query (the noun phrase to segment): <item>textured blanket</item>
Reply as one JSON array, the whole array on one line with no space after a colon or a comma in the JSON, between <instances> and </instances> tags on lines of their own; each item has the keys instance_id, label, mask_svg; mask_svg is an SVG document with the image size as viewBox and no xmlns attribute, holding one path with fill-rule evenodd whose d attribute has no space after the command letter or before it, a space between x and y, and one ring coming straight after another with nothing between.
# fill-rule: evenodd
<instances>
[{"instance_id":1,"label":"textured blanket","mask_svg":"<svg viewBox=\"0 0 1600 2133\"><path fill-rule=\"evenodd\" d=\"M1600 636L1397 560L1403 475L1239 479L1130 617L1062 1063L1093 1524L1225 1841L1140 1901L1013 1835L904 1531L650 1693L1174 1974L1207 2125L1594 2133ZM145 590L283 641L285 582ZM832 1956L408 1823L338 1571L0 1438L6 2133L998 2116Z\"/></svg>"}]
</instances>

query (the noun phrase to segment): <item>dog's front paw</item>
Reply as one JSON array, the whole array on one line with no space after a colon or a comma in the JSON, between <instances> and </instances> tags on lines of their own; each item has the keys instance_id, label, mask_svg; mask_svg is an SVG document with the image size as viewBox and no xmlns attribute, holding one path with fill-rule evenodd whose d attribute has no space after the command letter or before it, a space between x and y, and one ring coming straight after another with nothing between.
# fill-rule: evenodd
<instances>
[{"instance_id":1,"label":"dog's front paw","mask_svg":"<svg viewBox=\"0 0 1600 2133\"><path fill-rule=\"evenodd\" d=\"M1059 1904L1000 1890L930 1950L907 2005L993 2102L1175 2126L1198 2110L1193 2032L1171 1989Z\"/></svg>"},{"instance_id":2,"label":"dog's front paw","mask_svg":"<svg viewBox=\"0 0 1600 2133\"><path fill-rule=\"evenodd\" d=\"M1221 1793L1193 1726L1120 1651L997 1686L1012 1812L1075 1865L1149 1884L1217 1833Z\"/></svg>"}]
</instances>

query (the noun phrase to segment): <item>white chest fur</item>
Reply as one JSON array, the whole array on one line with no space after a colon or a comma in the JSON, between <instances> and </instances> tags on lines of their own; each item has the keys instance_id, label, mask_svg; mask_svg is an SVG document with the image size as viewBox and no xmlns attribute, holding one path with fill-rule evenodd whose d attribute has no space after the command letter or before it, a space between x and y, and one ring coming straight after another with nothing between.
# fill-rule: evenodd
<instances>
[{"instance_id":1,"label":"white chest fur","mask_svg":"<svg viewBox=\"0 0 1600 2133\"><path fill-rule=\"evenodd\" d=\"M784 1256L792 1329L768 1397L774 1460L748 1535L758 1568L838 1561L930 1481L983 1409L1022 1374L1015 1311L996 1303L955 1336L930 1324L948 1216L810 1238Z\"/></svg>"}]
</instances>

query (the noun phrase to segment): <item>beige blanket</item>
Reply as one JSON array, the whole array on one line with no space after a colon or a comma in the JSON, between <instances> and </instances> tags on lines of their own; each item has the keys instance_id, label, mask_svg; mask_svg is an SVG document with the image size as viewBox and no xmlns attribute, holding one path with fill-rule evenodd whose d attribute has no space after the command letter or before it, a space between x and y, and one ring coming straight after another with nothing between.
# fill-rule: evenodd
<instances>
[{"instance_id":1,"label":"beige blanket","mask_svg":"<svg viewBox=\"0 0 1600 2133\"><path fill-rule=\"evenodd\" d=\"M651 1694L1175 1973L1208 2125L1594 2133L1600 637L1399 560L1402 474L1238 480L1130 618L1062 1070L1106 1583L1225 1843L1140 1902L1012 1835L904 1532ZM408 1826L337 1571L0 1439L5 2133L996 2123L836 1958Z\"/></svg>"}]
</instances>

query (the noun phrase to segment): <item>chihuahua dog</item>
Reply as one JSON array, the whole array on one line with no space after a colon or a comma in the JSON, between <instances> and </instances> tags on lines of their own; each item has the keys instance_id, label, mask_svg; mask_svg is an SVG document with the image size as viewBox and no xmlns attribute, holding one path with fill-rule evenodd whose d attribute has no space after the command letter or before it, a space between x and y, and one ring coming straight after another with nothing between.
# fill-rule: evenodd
+ + + + + + +
If a line in the records contains the word "segment", copy it out.

query (the noun phrase to segment): <item>textured blanket</item>
query (the noun phrase to segment): <item>dog's front paw</item>
query (the noun phrase to segment): <item>white chest fur</item>
query (the noun phrase to segment): <item>beige blanket</item>
query (the noun phrase to segment): <item>chihuahua dog</item>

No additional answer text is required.